= Information given =
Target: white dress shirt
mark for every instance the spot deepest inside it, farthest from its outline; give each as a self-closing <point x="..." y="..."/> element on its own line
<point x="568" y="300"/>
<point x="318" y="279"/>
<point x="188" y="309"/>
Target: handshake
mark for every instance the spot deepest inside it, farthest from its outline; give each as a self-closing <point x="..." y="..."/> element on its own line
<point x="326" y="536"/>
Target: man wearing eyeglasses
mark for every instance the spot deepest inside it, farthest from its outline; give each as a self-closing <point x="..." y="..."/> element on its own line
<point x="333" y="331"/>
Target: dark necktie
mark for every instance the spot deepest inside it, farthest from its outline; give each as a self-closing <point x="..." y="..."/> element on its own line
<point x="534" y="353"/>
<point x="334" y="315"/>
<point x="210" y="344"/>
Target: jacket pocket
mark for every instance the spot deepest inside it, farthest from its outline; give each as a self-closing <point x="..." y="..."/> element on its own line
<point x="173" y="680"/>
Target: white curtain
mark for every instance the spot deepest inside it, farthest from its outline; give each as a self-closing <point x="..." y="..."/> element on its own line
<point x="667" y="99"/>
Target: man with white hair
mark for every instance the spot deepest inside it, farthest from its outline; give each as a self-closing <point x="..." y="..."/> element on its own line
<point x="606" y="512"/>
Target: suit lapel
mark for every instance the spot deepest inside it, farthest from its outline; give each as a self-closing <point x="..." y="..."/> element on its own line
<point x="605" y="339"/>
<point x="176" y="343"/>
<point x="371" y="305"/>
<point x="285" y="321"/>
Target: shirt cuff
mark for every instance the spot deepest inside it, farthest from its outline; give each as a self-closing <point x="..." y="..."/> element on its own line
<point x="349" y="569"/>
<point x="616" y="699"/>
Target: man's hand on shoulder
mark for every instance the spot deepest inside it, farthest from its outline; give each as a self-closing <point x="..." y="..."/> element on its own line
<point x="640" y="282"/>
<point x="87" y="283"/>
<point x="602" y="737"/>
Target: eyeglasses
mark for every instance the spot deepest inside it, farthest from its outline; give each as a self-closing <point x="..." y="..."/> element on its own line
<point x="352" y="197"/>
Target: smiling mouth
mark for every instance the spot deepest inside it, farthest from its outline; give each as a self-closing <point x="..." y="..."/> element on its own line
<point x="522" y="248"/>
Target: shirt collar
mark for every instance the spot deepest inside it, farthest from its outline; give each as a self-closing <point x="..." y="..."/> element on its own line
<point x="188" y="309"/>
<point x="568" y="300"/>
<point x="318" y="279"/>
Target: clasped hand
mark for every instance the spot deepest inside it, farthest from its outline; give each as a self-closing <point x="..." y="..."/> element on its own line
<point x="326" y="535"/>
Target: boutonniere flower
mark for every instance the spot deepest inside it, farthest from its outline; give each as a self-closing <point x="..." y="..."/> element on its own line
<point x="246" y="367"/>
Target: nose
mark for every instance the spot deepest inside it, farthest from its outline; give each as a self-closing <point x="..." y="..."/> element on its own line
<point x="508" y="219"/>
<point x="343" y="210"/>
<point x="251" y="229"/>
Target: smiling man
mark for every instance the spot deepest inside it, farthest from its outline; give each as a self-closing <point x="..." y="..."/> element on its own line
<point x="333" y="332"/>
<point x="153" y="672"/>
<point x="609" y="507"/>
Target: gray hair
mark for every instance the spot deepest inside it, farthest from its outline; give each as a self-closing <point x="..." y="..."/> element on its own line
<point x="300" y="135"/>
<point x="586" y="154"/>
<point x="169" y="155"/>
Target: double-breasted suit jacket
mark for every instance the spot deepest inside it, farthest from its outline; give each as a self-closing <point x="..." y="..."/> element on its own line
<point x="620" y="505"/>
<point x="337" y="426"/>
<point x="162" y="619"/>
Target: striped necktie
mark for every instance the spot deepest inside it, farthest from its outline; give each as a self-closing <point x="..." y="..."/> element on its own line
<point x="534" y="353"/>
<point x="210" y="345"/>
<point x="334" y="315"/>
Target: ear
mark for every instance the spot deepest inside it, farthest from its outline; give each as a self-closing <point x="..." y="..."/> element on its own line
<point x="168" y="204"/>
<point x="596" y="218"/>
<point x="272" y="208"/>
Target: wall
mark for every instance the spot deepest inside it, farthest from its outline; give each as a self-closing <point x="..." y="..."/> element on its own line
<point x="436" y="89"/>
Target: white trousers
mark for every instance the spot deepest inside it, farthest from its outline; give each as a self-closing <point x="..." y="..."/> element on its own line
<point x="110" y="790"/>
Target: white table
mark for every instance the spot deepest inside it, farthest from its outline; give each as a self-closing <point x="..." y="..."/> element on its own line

= What the exercise asks =
Each line in the data that holds the string "eyeglasses" should be found and copied.

= Answer box =
Target: man wearing eyeglasses
Target: eyeglasses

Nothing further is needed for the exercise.